**Directions**
**a)** Reproduce the stretch of the branding passage from "Your business name, slogan, and" through "towards your brand." word for word.
**b)** In the branding passage, what does brand equity refer to?
**c)** Resume the branding passage after its final sentence, carrying on in the same style.
### Page excerpt
Your business name, slogan, and logo are fundamental key pieces for your brand. They are the elements that people will perceive the most about you, so they need to be solid, relevant, and memorable.
Remember that your business name, logo, and slogan are not your brand. They are significant aspects of your brand identity but your brand as a whole is how you communicate and symbolize these elements in everything you do.
They’re not immediately effective because they exist, they become effective when you take steps to get there.
Content marketing does many things that traditional marketing does with an edge in spreading helpful information and evoking an emotional and meaningful response in your readers. Educational content can attract, nurture, and qualify consumers to grow an inclination towards your brand.
Brand equity refers to a value premium that a company generates from a product with a recognizable name when compared to a generic equivalent.
Companies can create brand equity for their products by making them memorable, easily recognizable, and superior in quality and reliability.
Brand equity is a company’s most valuable asset, yet you won’t find it on a balance sheet. It’s an intangible asset.
Let’s look at four ways to build strong equity for your brand:
If your brand claims to be customer-centric, you need to understand the customer’s needs and values. You then need to fulfill those needs to create a positive sentiment in the customer’s mind.
To understand your customer’s needs, create buyer personas. Buyer personas are semi-fictional representations of your ideal customers. They’re semi-fictional because even if the names and faces are fictional, their characteristics, such as demographics and pain points, are based on actual data about your target market.
Once you know the customer’s needs, ensure that your product or service goes above and beyond these needs. Build added value by surprising and delighting the customer with benefits they weren’t expecting.
Brand equity is transferable across a company’s product range. For instance, because Samsung is the market leader for high-end audiovisual products, its brand equity gets transferred to other Samsung products, such as tablets and smartphones.
######
### Material provided
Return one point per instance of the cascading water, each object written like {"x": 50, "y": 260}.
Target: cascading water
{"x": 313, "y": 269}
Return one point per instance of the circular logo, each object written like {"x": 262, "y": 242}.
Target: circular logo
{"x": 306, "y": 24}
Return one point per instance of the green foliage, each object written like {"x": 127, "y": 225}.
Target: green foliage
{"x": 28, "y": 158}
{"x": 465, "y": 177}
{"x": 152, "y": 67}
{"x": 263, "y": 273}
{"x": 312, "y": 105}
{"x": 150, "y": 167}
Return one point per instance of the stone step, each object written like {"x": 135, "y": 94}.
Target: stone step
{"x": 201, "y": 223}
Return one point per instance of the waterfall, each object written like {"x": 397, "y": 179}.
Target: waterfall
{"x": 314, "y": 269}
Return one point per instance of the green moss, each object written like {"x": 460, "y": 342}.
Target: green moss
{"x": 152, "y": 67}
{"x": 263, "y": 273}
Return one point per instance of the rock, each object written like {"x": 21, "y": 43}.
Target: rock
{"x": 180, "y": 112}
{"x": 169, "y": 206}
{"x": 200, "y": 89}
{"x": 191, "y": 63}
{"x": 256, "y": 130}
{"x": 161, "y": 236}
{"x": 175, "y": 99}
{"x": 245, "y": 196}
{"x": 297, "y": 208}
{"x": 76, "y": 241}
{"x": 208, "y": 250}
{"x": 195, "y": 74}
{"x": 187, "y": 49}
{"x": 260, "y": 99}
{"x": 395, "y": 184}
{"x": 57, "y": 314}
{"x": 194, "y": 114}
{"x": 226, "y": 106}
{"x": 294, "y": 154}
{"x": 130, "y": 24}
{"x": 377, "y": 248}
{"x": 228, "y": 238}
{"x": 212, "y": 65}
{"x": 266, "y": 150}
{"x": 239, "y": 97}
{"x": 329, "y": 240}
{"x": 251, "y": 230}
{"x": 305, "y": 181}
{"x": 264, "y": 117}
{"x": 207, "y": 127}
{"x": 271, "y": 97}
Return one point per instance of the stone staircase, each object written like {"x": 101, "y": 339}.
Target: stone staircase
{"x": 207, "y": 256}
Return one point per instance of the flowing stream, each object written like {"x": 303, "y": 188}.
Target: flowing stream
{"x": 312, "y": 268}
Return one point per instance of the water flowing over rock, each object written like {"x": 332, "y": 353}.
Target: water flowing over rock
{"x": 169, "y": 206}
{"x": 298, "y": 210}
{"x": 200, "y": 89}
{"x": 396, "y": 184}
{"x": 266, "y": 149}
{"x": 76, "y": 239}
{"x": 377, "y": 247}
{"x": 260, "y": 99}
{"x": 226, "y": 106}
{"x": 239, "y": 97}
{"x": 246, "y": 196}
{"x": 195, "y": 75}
######
**The results**
**a)**
Your business name, slogan, and logo are fundamental key pieces for your brand. They are the elements that people will perceive the most about you, so they need to be solid, relevant, and memorable.
Remember that your business name, logo, and slogan are not your brand. They are significant aspects of your brand identity but your brand as a whole is how you communicate and symbolize these elements in everything you do.
They’re not immediately effective because they exist, they become effective when you take steps to get there.
Content marketing does many things that traditional marketing does with an edge in spreading helpful information and evoking an emotional and meaningful response in your readers. Educational content can attract, nurture, and qualify consumers to grow an inclination towards your brand.

**b)** A value premium that a company generates from a product with a recognizable name when compared to a generic equivalent.

**c)**
Brand equity is built by competing against and beating the customer’s expectations. That will help you stand out from the competition in the customer’s eyes. At the same time, differentiating your brand from the competition is an integral part of a healthy brand strategy. Apple does this well!
Being innovative and constantly coming up with new products and services is easy to differentiate yourself from the competition. If you can offer something new, your customers will view you as standing out from the competition.
Your customer’s experience with your products, services, and brand is the most crucial factor in building your brand equity. Brand experience is built on tangible factors like product quality and features. It is also built on intangibles like the quality of your customer service.
Unless you offer your customers a great brand experience, you cannot hope to build brand equity of any significance. Since customer experience is a combination of several factors, you need to seek excellence in all of them before building your brand equity.
Building brand equity starts with a company shifting its internal and external focus to the consumer. Organizations should proactively focus on the brand image. They should also focus on how each action contributes to building awareness and perception.
Truth be told, a brand persona has the potential to impact whether a customer makes purchasing decisions, and in the best-case scenario, becomes a loyal and returning buyer.
The business strategy is reminiscent of organic everyday human interactions, making it an intuitive process with marketing-centered fine-tuning, of course.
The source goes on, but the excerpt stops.